**YOUR TASK:** Report every line in the items below that contains the string "wooden", matching case exactly.

Dataset extracts with box labels:
• • • •

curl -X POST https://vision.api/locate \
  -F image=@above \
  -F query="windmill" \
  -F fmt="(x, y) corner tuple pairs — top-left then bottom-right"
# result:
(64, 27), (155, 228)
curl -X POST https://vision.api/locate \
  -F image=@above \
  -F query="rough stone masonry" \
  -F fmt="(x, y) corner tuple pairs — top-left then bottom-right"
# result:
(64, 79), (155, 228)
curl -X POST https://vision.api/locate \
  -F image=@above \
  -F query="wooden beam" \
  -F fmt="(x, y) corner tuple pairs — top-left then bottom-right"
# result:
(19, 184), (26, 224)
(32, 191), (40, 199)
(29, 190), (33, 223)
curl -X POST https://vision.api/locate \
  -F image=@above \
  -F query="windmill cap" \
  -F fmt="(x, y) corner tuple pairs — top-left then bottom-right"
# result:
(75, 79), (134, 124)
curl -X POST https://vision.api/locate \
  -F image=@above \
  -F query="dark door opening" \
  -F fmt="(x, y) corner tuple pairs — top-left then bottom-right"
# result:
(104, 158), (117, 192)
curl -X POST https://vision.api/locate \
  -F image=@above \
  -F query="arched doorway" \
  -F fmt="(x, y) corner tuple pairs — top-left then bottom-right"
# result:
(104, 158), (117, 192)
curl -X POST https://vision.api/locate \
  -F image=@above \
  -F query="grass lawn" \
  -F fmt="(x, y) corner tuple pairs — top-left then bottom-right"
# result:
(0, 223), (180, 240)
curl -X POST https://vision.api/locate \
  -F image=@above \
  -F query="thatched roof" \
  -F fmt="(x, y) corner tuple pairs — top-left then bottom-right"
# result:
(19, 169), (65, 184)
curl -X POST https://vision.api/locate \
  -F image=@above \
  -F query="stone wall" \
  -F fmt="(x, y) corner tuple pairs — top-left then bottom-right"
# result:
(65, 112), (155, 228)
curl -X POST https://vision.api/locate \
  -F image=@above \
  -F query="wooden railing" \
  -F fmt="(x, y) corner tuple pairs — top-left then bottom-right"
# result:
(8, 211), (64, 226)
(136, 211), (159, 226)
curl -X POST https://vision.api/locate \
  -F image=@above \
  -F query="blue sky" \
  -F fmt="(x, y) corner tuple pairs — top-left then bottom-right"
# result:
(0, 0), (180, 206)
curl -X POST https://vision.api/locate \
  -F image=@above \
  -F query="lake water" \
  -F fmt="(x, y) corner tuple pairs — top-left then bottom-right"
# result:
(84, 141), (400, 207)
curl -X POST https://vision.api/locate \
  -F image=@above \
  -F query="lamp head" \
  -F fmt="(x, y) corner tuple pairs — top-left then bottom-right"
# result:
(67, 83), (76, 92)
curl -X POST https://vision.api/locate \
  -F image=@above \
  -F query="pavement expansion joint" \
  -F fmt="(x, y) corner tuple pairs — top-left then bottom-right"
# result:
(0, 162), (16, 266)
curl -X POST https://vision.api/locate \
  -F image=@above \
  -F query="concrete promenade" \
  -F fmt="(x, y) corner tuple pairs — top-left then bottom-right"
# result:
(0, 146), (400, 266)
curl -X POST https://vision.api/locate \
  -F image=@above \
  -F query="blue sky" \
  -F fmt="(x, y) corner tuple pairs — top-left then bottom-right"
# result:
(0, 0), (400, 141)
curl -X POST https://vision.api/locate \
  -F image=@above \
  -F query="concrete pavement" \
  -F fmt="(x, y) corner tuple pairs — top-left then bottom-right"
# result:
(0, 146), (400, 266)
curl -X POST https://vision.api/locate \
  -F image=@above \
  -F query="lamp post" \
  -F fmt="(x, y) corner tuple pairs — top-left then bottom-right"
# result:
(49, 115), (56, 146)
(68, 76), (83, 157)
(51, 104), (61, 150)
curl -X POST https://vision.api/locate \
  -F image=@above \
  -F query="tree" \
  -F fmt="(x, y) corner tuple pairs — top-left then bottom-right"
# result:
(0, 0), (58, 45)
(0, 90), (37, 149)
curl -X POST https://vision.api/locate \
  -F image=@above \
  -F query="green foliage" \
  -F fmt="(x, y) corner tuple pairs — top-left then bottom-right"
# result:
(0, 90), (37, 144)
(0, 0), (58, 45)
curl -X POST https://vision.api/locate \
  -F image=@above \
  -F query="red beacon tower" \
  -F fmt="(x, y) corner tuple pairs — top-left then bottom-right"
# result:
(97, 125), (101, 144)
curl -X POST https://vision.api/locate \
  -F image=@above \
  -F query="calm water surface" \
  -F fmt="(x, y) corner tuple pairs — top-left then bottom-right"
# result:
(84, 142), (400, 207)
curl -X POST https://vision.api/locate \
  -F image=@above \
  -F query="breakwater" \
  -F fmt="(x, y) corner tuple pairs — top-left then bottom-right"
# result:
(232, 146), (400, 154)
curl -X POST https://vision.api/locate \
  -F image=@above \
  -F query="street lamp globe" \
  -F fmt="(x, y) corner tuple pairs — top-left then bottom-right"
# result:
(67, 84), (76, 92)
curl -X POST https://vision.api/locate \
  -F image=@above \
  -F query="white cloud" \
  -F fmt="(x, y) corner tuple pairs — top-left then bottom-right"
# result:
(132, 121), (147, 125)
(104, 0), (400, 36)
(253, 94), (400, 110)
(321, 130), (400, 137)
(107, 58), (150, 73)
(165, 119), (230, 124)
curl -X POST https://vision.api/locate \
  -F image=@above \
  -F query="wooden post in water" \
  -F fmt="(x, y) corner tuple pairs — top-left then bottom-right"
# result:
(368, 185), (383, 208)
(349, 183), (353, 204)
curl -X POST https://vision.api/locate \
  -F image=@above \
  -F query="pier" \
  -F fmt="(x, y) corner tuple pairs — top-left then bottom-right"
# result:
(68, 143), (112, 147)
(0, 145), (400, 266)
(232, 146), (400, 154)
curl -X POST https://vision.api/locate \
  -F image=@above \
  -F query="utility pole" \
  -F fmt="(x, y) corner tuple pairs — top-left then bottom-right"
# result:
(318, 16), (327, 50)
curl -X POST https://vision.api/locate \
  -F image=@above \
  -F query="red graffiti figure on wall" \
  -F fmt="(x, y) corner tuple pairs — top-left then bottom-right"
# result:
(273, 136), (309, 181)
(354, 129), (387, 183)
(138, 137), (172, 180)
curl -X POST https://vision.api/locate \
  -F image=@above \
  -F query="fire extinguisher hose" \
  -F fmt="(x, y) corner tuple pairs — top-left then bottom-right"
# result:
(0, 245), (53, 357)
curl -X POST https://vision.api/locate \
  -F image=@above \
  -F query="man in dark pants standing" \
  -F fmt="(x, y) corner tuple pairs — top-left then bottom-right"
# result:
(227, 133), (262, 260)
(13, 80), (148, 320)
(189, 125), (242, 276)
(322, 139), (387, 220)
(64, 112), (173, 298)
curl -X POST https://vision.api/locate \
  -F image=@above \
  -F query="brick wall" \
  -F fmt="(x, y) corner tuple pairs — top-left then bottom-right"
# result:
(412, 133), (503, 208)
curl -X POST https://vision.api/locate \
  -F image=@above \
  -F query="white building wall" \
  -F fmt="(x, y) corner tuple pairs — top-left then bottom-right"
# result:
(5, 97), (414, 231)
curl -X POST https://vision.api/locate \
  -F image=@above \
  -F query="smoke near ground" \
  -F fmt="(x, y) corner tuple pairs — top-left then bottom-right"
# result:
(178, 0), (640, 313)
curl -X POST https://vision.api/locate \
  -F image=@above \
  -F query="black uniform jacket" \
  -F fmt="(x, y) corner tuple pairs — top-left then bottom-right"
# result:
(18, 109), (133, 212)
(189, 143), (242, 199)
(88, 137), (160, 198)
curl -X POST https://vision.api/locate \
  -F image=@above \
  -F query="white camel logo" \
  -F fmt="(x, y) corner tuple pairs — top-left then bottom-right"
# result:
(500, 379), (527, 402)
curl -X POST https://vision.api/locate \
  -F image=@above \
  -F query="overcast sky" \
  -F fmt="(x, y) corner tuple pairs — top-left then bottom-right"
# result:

• • • •

**TASK RESULT:**
  -F query="wooden beam" \
  -F query="wooden railing" \
  -F query="wooden post in water" \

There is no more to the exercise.